■ **THE REQUEST**: Please return the data below word for word, keeping every line unchanged and in its original order.

= = = = =

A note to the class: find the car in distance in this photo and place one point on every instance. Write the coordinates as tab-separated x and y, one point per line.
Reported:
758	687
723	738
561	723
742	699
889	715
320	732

= = = = =

■ **EXERCISE OUTPUT**:
A note to the class: find the car in distance in this photo and place one point on every instance. Write the coordinates as tab-separated x and y, one point per line.
Reported:
758	687
723	738
561	723
742	699
889	715
320	732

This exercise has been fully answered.